_SOLICITUD A_. Reproduce sin ningún cambio las líneas del listado que aparece más abajo, empezando por la que contiene "If you could mark the cumulus" y terminando al final del listado, ambas incluidas.

_FRAGMENTO PROPORCIONADO_.

Desde un punto de vista musical, el compositor de “Los 7 Magníficos” describe este próximo/incierto paisaje a partir de una ráfaga ambivalente de contradicciones. Mientras una parte de su comentario traduce concesiones a la épica militar en un tema central, muy a la moda en su versión vocal (“Men in War Theme”), que destila rudeza, masculinidad, vigor y heroicidad; la otra funciona como su reverso sacando a la luz la fragilidad emocional (que logra minar la capacidad de respuesta) de unos soldados enviados al matadero y a los que poco o nada importa la gloria. La pieza “Sounds of War”, dominada por ritmos sincopados con acentos cayendo en lugares insospechados, marca el punto álgido de esa violencia que convierte a los hombres durante el conflicto bélico en marionetas absurdas de la valentía, ese momento en el que el ánimo de supervivencia les convierte en perros. Construida sobre un andamiaje polirrítmico que contiene frenéticos estallidos de metal y percusiones de gran musculatura, en un corte donde alternan con pasajes de estatismo y cuasisilencio, la pieza ha pasado a ser una marca de fábrica en la carrera de Bernstein, reapareciendo en su última etapa creativa, la de los 90, en no pocos momentos conectados a una acción condicionada por un artificioso despliegue pirotécnico (véanse a modo de ejemplo “Skating & Drowning” para “The Good Son”, el análogo “Battle” de la rechazada “Gangs of New York”, o el arranque a metales de “West Fights” incluida en “Wild Wild West”). En contraposición a este ejercicio de inútil virilidad, Bernstein construye para la gran parte de su corta obra (poco más de media hora) una música que condensa toda la sobria parafernalia de la serie B, esto es, un ataque estrictamente camerístico que, a diferencia de aquella, no viene marcado por limitaciones presupuestarias sino por una decidida autocontención creativa. Es un sabio recurso que infunde hiperrealismo a partir de la combinación de elementos metafóricos y sinestésicos.

_Entradas tomadas de una colección_.

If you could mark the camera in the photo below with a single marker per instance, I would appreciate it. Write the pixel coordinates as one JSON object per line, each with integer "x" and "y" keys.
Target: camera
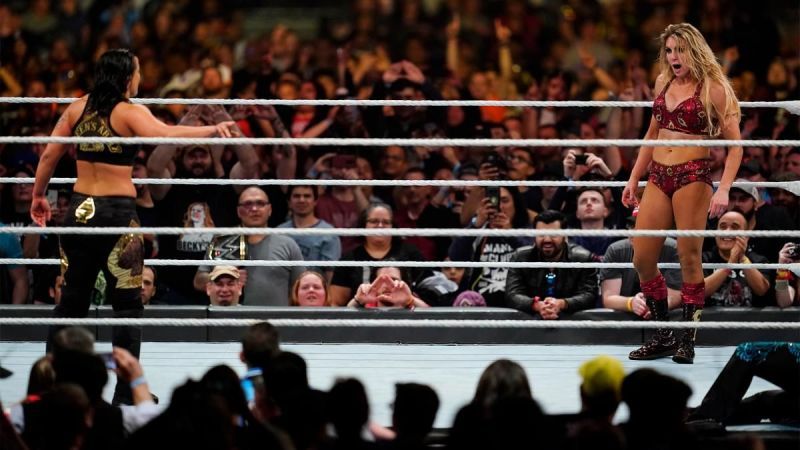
{"x": 108, "y": 359}
{"x": 493, "y": 194}
{"x": 794, "y": 252}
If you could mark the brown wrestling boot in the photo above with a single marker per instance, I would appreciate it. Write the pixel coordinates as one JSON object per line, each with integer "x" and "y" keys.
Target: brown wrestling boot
{"x": 685, "y": 353}
{"x": 663, "y": 343}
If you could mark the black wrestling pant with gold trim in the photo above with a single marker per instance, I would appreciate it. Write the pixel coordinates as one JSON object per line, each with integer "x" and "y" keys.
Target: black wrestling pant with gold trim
{"x": 120, "y": 257}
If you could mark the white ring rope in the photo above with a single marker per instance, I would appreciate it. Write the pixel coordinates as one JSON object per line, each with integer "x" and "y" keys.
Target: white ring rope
{"x": 426, "y": 232}
{"x": 408, "y": 323}
{"x": 422, "y": 264}
{"x": 403, "y": 142}
{"x": 793, "y": 186}
{"x": 790, "y": 105}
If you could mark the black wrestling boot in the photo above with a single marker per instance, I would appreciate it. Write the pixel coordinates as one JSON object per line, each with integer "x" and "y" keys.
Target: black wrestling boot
{"x": 663, "y": 343}
{"x": 685, "y": 352}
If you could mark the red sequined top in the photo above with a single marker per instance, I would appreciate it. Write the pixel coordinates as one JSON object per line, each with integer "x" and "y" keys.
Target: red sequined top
{"x": 688, "y": 117}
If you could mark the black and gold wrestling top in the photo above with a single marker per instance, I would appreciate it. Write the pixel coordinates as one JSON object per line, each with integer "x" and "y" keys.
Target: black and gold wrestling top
{"x": 92, "y": 124}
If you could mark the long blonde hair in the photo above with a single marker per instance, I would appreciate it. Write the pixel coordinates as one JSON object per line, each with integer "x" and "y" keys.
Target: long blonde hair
{"x": 704, "y": 68}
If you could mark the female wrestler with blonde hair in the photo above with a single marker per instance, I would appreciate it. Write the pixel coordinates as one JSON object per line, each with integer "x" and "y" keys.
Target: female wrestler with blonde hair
{"x": 695, "y": 101}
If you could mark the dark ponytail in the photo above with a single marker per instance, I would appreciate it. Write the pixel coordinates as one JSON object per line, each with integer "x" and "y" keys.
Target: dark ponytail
{"x": 112, "y": 73}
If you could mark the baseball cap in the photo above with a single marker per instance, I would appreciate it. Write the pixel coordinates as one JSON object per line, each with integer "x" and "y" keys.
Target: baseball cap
{"x": 749, "y": 190}
{"x": 469, "y": 298}
{"x": 602, "y": 374}
{"x": 219, "y": 271}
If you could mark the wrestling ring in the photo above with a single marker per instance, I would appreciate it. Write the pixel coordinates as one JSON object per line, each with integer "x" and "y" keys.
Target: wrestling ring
{"x": 446, "y": 348}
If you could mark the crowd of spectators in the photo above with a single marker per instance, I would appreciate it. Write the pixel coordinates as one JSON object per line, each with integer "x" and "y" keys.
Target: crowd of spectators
{"x": 273, "y": 406}
{"x": 509, "y": 49}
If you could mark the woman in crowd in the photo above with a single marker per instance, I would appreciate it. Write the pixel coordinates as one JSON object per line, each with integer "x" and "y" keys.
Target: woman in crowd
{"x": 346, "y": 280}
{"x": 388, "y": 288}
{"x": 310, "y": 289}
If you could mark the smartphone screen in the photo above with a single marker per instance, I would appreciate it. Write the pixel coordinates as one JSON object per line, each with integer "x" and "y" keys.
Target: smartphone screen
{"x": 52, "y": 197}
{"x": 108, "y": 359}
{"x": 493, "y": 194}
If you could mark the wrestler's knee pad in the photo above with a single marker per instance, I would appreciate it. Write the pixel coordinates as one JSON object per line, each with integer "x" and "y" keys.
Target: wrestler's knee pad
{"x": 655, "y": 288}
{"x": 694, "y": 294}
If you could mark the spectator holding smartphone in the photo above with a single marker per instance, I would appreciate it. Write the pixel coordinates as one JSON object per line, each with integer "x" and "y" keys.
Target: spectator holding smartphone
{"x": 787, "y": 284}
{"x": 501, "y": 208}
{"x": 735, "y": 287}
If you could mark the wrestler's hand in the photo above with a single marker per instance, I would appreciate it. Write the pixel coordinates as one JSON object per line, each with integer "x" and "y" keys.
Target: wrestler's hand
{"x": 40, "y": 210}
{"x": 629, "y": 199}
{"x": 226, "y": 129}
{"x": 738, "y": 251}
{"x": 719, "y": 203}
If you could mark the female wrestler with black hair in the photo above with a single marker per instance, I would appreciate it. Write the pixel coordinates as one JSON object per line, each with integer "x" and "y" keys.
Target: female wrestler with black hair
{"x": 104, "y": 194}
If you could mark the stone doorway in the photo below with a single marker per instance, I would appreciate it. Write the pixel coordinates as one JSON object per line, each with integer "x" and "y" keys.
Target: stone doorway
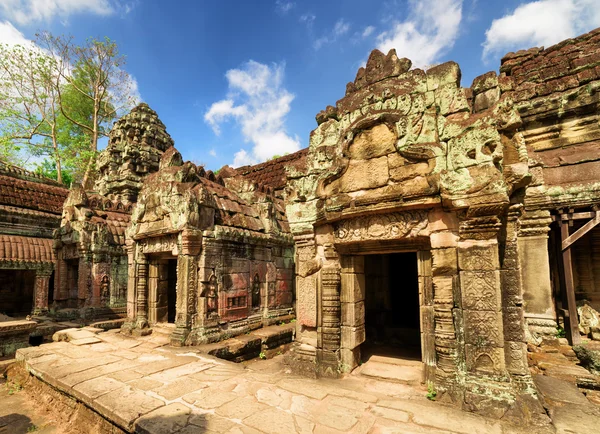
{"x": 73, "y": 278}
{"x": 16, "y": 292}
{"x": 162, "y": 285}
{"x": 392, "y": 311}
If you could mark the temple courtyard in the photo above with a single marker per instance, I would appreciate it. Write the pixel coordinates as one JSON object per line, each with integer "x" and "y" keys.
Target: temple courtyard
{"x": 105, "y": 382}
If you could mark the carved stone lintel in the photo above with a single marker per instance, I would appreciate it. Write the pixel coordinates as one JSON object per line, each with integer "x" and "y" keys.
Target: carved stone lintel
{"x": 381, "y": 227}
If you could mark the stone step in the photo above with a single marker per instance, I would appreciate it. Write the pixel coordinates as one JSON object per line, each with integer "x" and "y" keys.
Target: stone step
{"x": 405, "y": 374}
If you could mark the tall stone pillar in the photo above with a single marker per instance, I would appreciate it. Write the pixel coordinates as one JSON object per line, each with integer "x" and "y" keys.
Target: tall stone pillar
{"x": 84, "y": 279}
{"x": 329, "y": 332}
{"x": 187, "y": 288}
{"x": 481, "y": 301}
{"x": 187, "y": 285}
{"x": 141, "y": 275}
{"x": 131, "y": 281}
{"x": 515, "y": 349}
{"x": 540, "y": 314}
{"x": 41, "y": 287}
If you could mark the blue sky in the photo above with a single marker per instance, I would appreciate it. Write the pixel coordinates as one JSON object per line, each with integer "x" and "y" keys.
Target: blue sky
{"x": 240, "y": 81}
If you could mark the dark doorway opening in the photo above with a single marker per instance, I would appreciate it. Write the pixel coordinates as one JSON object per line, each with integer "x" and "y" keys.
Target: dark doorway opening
{"x": 392, "y": 308}
{"x": 73, "y": 278}
{"x": 51, "y": 290}
{"x": 171, "y": 290}
{"x": 16, "y": 292}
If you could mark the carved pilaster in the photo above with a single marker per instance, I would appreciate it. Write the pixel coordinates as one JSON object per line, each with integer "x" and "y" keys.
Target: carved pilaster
{"x": 141, "y": 274}
{"x": 84, "y": 279}
{"x": 40, "y": 294}
{"x": 187, "y": 288}
{"x": 534, "y": 262}
{"x": 330, "y": 332}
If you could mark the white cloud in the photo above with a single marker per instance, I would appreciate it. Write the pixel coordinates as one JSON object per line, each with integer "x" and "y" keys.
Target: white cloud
{"x": 25, "y": 12}
{"x": 11, "y": 36}
{"x": 543, "y": 22}
{"x": 308, "y": 19}
{"x": 340, "y": 28}
{"x": 431, "y": 28}
{"x": 284, "y": 7}
{"x": 258, "y": 103}
{"x": 367, "y": 32}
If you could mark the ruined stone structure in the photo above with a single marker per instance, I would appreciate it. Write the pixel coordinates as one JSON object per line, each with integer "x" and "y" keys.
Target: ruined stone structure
{"x": 213, "y": 256}
{"x": 30, "y": 207}
{"x": 91, "y": 257}
{"x": 453, "y": 224}
{"x": 423, "y": 212}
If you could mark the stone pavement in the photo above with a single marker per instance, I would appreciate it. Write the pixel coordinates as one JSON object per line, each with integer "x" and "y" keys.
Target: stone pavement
{"x": 141, "y": 385}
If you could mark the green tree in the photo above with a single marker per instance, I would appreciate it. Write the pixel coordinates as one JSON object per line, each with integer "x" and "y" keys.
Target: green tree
{"x": 94, "y": 78}
{"x": 29, "y": 105}
{"x": 48, "y": 169}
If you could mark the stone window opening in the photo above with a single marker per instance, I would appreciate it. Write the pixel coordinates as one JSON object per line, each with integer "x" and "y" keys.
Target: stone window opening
{"x": 392, "y": 308}
{"x": 212, "y": 301}
{"x": 256, "y": 293}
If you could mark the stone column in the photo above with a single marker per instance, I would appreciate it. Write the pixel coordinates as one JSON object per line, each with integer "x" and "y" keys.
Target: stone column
{"x": 40, "y": 291}
{"x": 534, "y": 261}
{"x": 187, "y": 285}
{"x": 445, "y": 298}
{"x": 131, "y": 281}
{"x": 486, "y": 385}
{"x": 427, "y": 315}
{"x": 352, "y": 299}
{"x": 84, "y": 279}
{"x": 515, "y": 349}
{"x": 187, "y": 278}
{"x": 141, "y": 277}
{"x": 328, "y": 334}
{"x": 61, "y": 292}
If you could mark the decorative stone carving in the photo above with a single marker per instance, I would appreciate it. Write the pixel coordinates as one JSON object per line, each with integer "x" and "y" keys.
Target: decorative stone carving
{"x": 388, "y": 226}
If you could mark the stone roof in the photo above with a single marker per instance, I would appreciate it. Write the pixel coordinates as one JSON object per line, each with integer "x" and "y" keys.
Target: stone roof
{"x": 538, "y": 72}
{"x": 25, "y": 249}
{"x": 23, "y": 189}
{"x": 272, "y": 173}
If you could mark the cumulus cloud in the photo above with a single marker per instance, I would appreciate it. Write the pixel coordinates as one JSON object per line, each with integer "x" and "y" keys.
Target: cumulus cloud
{"x": 284, "y": 7}
{"x": 340, "y": 28}
{"x": 543, "y": 22}
{"x": 367, "y": 31}
{"x": 258, "y": 103}
{"x": 430, "y": 29}
{"x": 29, "y": 11}
{"x": 10, "y": 35}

_SOLICITUD B_. Prosigue el fragmento sobre la partitura de Bernstein a partir de su última frase.

_RESPUESTA CORRECTA A_.
If you could mark the cumulus cloud in the photo above with a single marker per instance, I would appreciate it. Write the pixel coordinates as one JSON object per line, each with integer "x" and "y" keys.
Target: cumulus cloud
{"x": 284, "y": 7}
{"x": 340, "y": 28}
{"x": 543, "y": 22}
{"x": 367, "y": 31}
{"x": 258, "y": 103}
{"x": 430, "y": 29}
{"x": 29, "y": 11}
{"x": 10, "y": 35}

_RESPUESTA CORRECTA B_.
Una escena resume perfectamente esas intenciones (corresponde al corte “Forest of Mines”). Mientras los soldados andan a través de un bosque minado, Bernstein emplea maderas lo que sugiere el sonido de los pájaros más allá del obvio riesgo que corren. Esta aproximación naturalista, sin atisbos aparentes de misterio, es diseñada para brindar una atmósfera sónica que tiene más de implícita que de explícita. El espectador puede ver y sentir el peligro sin necesidad de que quede reforzado, la tensión se enfatiza mucho más que si la música hubiera seguido descriptivamente la acción. En una escena sin diálogos y con muy pocos efectos sonoros, ésta irrumpe anclada sobre una contradicción: sugiere la belleza del entorno y consigue resaltar con ella y por contraste, el miedo y la muerte que envuelven el lugar. Para fortalecer la metáfora, Bernstein acude al desarrollo sinestésico de los timbres en una composición para 4 chelos, maderas, percusión y piano. Los chelos tocan una figura repetida que es suavemente oída en la distancia. Piano y arpa responden con un ligero glissando como la suave brisa que recorre las hojas de los árboles. El xilófono repite una nota en forma de ostinato que sugiere ingredientes de naturaleza confusa. Todos estos elementos mimetizados con el paisaje se detienen ante la irrupción de un solo de flauta. No existen pretextos melódicos, sólo el vago e inquietante resuello que parece provenir de una pesadilla infantil, una belleza gélida y enigmática. Entonces, los trémolos de los bajos y el suave ritmo acompasado de las percusiones, en un pulso frenético y nervioso, impactan de bruces sobre la audiencia como lo hace sobre los soldados. Una mina va a explotar y la música nos recordará que este paisaje forma parte de una guerra.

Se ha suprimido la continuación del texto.